___ GIVEN PASSAGE ___

Daniel: Let’s start with your journey. Before you joined New_ Public, you worked at Facebook. Currently it has 3 billion users, or nearly two out of every five people on earth. Yet you decided to leave for a lean startup in civil society. Why did you make that shift? 

Deepti: To understand why I left Facebook for New_ Public probably requires understanding why I came to Facebook in the first place. Before that, I had started a community organizing tech platform in India that was using local civic issues to bring the rich and the poor together, bridging one of India's deepest divides. Our aspiration was to use these collective experiences to strengthen our social fabric as a foundational base for democracy in India. We had just come out of the Arab Spring. It felt like Facebook as a platform was going to provide the opportunity for grassroots collective power to really manifest itself. Back then, Facebook had some 2 billion users, and I was inspired by that scale.

___ LISTED RECORDS ___

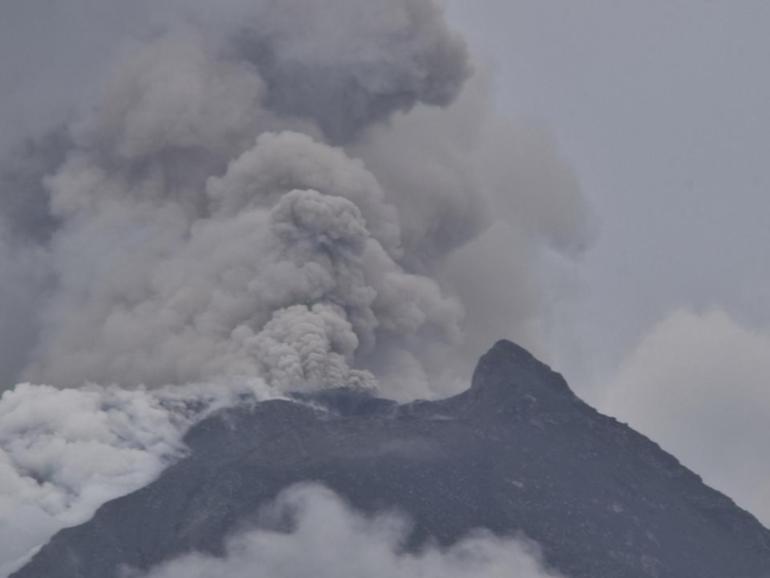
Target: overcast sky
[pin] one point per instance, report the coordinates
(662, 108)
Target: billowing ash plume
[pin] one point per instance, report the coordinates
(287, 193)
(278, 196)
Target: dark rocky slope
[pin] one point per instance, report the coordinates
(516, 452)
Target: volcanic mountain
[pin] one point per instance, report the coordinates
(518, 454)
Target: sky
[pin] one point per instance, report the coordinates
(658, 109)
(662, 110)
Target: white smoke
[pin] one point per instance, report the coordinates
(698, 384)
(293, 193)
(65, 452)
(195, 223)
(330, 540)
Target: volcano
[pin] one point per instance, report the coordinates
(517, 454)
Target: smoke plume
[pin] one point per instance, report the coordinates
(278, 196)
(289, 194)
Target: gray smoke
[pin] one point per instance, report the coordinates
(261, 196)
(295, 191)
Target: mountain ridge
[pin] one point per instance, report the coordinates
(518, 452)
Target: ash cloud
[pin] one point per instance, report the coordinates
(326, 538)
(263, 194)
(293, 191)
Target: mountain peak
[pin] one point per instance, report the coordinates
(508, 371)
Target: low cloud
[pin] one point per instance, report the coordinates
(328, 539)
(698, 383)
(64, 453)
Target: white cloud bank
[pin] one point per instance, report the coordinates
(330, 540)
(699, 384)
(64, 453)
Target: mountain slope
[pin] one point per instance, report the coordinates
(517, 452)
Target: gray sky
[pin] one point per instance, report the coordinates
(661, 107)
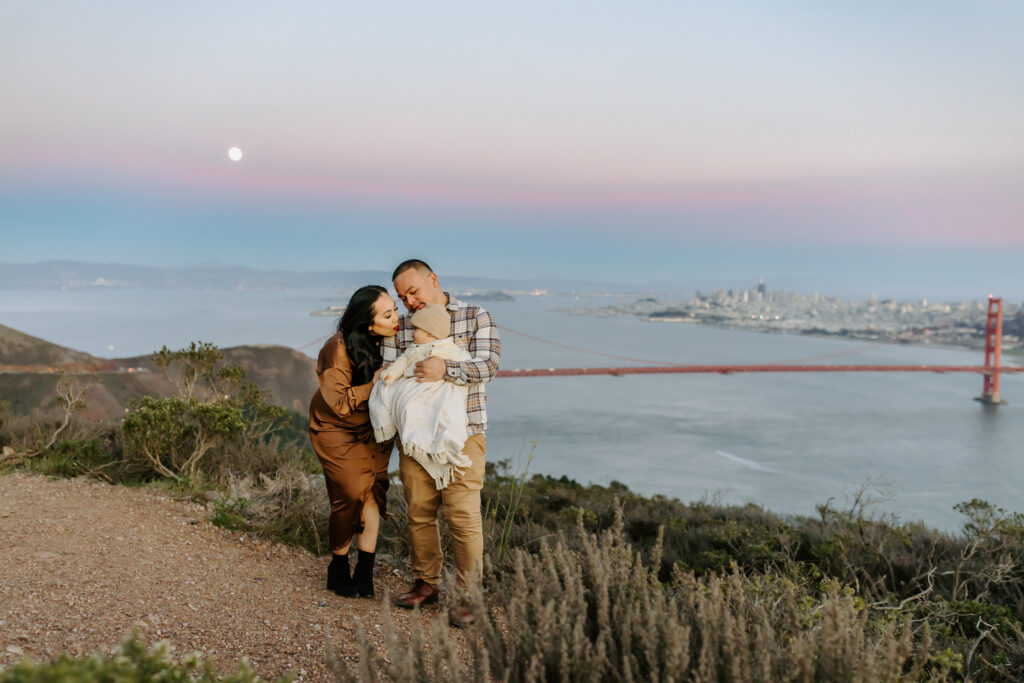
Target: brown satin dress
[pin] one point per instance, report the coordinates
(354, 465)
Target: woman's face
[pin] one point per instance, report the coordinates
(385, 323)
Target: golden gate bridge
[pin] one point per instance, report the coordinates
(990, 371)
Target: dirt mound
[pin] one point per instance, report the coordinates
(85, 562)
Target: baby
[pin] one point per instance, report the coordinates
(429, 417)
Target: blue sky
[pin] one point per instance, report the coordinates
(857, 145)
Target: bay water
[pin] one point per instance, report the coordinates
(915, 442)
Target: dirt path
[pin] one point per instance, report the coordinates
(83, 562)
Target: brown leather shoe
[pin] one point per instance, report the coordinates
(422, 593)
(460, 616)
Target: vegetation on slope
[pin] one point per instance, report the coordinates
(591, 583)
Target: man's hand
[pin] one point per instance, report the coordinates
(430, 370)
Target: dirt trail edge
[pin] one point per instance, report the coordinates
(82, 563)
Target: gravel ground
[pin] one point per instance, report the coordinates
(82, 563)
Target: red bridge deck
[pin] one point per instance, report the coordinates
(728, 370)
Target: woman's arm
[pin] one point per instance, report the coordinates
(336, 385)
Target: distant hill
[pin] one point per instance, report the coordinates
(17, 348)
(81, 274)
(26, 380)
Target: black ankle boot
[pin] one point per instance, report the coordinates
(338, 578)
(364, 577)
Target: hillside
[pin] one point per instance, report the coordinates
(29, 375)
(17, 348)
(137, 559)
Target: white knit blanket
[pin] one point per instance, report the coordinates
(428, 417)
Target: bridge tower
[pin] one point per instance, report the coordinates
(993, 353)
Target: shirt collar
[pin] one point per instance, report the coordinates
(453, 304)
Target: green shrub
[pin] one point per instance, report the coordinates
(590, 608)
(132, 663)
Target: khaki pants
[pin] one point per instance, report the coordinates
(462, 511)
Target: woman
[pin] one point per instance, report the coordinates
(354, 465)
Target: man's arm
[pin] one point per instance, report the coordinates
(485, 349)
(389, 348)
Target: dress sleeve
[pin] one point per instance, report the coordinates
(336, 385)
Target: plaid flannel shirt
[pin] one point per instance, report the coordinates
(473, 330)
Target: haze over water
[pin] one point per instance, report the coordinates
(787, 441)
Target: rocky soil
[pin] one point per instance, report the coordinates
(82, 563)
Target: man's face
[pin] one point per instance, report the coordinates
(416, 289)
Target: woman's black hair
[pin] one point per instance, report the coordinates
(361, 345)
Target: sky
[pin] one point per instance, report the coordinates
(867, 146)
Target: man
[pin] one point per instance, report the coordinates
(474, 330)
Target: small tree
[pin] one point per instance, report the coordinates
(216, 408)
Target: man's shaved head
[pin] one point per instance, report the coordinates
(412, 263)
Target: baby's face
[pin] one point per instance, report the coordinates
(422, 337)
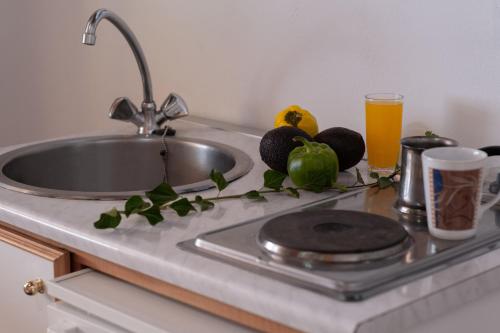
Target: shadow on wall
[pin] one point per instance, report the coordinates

___

- [TASKS]
- a) Render this sentence from the interview about leaving Facebook into Spanish: "Back then, Facebook had some 2 billion users, and I was inspired by that scale."
- b) Proceed with the interview about leaving Facebook for New_ Public, starting after its last sentence.
The data were drawn from a separate source.

- [REPLIES]
- a) En aquel entonces, Facebook tenía unos 2000 millones de usuarios, y esa escala me inspiraba.

- b)
But seven years later, after trying in lots of different ways at Facebook, I realized it wasn’t going to happen. I believe that the people at Facebook are good, but the incentive structure that we were up against, with our customers being advertisers, really limited us. We got so many good ideas from the Facebook group admins that I worked with about what they needed to make their spaces healthier. But I kept running up against the company not prioritizing those ideas because they were not going to change the growth metrics that their customers wanted to see go up. Given these experiences, I came to believe that you can’t have a surveillance-based advertising incentive structure and healthy social spaces online. They are fundamentally at odds with one another. I wanted to be able to expand my imagination about what is possible, as opposed to being constrained by a business model — and that's what took me back to my roots in civil society.

Daniel: Give us an update on New_ Public. You, Eli, and the team are “reimagining social media…to explore creating digital public spaces where people can thrive and connect.” How do they differ from the kinds of online spaces we may be more familiar with?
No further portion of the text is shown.